- [SUPPLIED TEXT]:
------------------------------------------------
Tony Allen: Long one of the best perimeter defenders in the game, Allen in part represents just how vital shooting has become in today’s game. There aren’t five guys in the world who lock down opposing wings as effectively, but the Warriors played him off the floor in the latter stages of the second round last year when they used Andrew Bogut as his de facto “defender,” allowing the big Aussie to abandon Allen entirely and force the Grizzlies to play four on five offensively. Allen couldn’t punish them for ignoring him, and the series turned in part on Steve Kerr’s ingenuity.

Will teams continue to extend that theme even further? It’s a blueprint a number of coaches should be able to replicate, and it could really limit Memphis offensively while Allen stays on the floor. That said, his value on the other end can more than overcome this at times, particularly against teams with a primary creator on the perimeter. He can suffocate up to three positions, maybe the best guy in the league at simply denying star wings the ball with relentless pressure and the ability to mirror their motions. He’s a joy to watch when he’s engaged, and an ace in the hole for Joerger in the right matchups.

Beno Udrih: Udrih is a nice change of pace backup for Conley, a bit of a jitterbug who has a number of tricks up his sleeve and can keep teams off balance with second units. He assisted nearly a quarter of Grizzlies baskets while on the floor last season. He isn’t quite talented enough to play huge minutes and is in the later stages of his career, but he’s useful for what the Grizzlies need out of him.
------------------------------------------------
- [EXERCISE DATA]:

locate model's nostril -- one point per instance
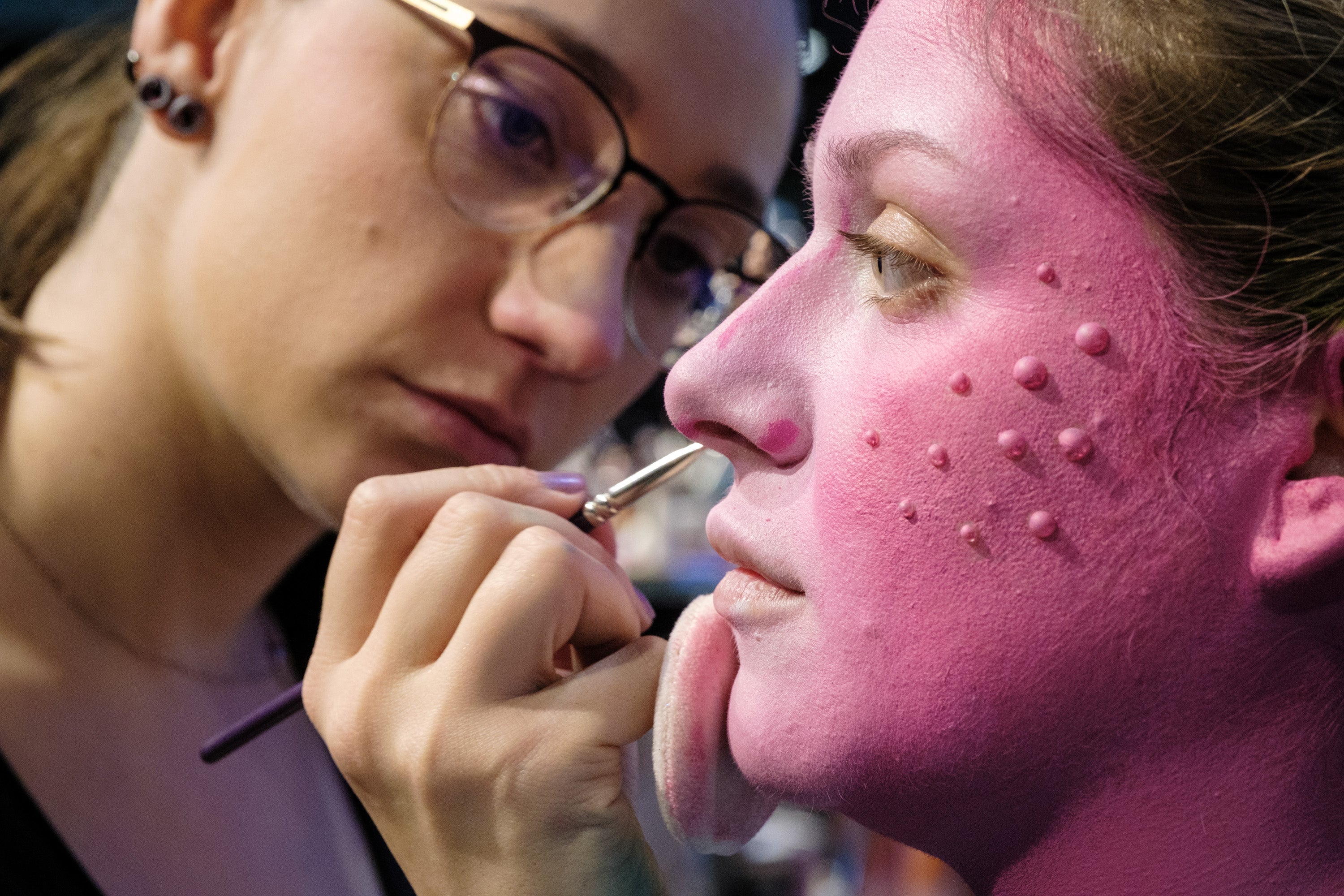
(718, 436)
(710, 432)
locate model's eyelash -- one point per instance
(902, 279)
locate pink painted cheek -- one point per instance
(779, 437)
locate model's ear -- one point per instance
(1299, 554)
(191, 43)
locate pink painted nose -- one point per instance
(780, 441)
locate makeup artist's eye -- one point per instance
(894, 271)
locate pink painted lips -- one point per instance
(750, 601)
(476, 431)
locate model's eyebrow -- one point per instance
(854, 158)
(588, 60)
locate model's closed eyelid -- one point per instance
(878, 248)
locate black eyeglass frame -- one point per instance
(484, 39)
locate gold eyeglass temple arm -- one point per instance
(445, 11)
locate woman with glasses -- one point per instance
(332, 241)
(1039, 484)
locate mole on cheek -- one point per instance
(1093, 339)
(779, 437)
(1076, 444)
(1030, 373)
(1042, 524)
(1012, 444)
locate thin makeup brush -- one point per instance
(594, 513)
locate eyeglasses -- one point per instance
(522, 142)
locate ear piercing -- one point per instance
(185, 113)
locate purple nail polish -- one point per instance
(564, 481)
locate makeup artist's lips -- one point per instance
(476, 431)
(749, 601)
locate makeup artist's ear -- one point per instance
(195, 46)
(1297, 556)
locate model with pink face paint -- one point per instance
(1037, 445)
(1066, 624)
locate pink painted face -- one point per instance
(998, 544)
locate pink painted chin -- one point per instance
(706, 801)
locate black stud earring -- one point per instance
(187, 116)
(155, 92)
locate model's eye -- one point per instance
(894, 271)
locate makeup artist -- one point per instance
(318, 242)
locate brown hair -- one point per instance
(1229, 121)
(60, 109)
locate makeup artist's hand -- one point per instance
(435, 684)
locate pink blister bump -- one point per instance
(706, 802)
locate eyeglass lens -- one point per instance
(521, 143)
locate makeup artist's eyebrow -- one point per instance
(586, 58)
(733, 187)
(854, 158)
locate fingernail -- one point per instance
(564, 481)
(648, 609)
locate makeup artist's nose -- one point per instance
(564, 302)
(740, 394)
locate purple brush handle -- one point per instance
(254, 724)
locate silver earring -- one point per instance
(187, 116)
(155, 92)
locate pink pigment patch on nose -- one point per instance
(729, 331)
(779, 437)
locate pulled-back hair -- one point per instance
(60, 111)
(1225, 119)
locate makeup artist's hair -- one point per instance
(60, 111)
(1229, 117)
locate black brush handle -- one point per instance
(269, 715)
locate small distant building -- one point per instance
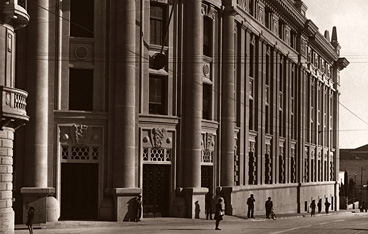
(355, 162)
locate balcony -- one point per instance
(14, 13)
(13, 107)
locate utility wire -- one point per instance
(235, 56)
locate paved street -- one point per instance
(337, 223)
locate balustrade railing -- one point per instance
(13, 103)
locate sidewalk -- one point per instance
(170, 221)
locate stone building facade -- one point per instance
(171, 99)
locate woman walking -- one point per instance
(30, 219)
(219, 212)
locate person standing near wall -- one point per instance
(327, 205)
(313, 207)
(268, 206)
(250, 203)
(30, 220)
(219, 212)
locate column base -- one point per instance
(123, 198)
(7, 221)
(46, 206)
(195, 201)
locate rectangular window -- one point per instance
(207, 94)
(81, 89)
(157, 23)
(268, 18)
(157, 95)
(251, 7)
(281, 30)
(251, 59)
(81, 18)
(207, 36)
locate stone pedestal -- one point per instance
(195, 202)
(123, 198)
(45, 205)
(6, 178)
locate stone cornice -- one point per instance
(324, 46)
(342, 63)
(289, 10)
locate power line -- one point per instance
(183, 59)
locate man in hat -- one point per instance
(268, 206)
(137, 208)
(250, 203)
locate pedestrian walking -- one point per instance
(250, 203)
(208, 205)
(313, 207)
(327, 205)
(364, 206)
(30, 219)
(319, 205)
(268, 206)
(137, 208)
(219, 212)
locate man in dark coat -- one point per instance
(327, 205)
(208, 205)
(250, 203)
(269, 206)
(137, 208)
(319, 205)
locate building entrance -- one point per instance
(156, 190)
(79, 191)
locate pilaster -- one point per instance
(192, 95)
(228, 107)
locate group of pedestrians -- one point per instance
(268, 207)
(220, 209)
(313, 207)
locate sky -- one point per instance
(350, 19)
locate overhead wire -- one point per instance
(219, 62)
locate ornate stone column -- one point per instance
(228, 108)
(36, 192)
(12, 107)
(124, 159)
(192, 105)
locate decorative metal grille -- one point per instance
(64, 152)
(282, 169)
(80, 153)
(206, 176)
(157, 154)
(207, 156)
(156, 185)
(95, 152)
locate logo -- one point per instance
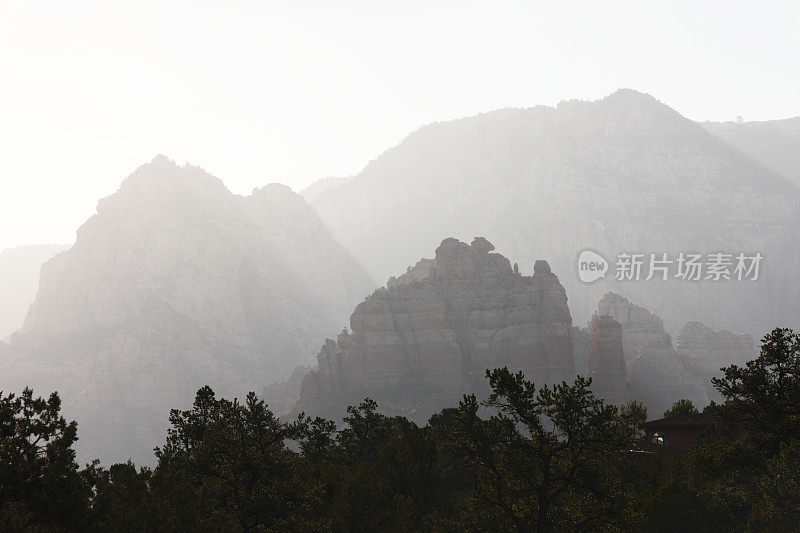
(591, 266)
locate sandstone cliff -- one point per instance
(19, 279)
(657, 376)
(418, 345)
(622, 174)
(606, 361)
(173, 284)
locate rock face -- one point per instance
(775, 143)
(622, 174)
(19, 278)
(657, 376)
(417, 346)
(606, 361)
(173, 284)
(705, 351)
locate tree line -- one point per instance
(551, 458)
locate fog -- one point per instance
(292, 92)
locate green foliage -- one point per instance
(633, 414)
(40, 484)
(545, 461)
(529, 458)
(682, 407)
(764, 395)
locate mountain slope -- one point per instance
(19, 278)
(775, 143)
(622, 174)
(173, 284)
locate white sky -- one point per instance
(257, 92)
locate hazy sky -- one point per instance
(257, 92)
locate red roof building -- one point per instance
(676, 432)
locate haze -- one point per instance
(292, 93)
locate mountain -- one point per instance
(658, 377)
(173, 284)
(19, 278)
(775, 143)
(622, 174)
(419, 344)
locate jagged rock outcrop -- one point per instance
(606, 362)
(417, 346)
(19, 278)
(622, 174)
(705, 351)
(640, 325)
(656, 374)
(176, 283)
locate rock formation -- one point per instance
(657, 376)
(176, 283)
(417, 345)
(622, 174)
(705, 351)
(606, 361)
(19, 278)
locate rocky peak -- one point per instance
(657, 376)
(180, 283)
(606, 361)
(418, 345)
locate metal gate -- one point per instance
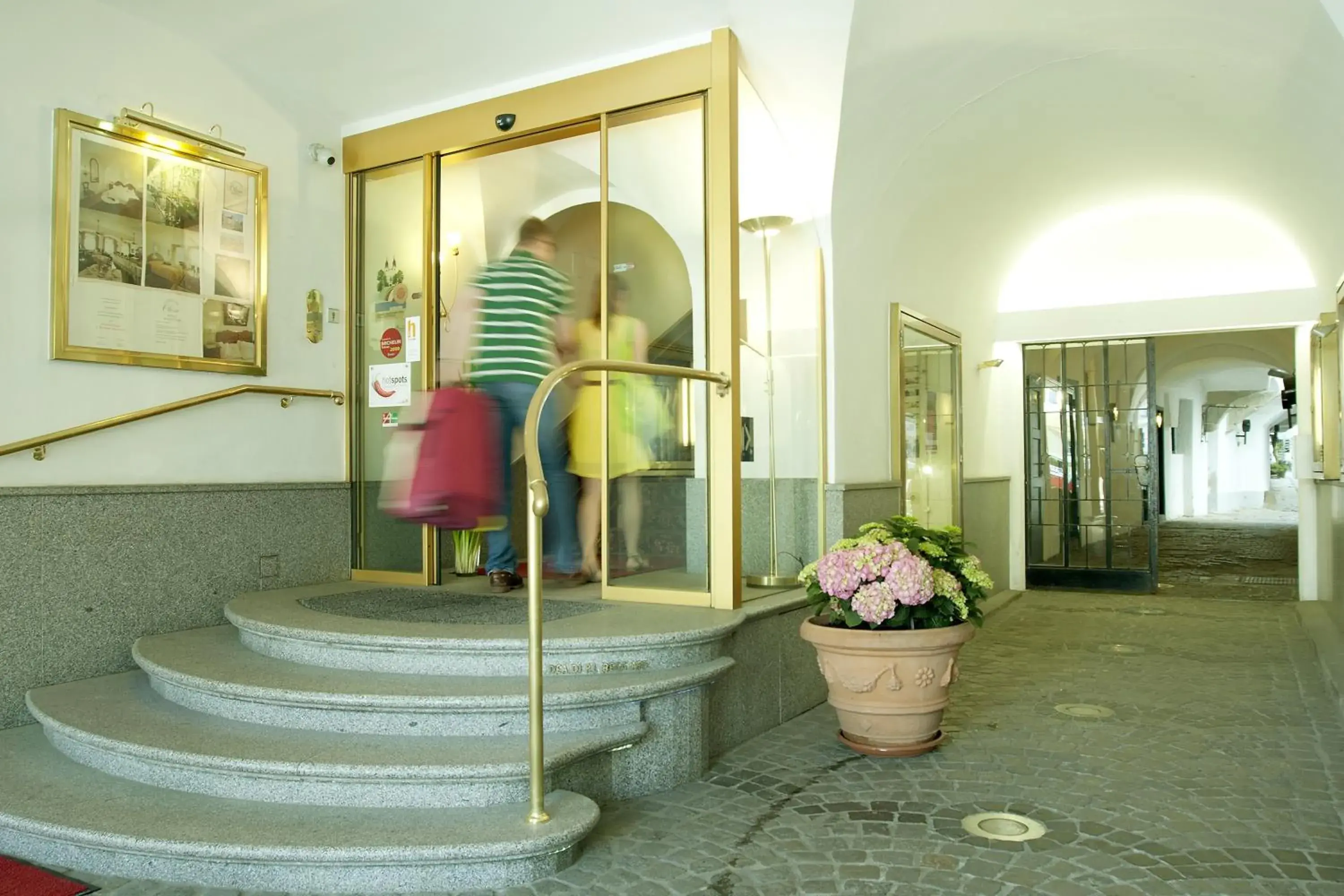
------------------------------------------------
- [THE TASK]:
List every person the Grizzlies player notes mention by name, using each name as it appears in the text.

- [ANSWER FOR THIS EXERCISE]:
Tony Allen, Andrew Bogut, Steve Kerr, Joerger, Beno Udrih, Conley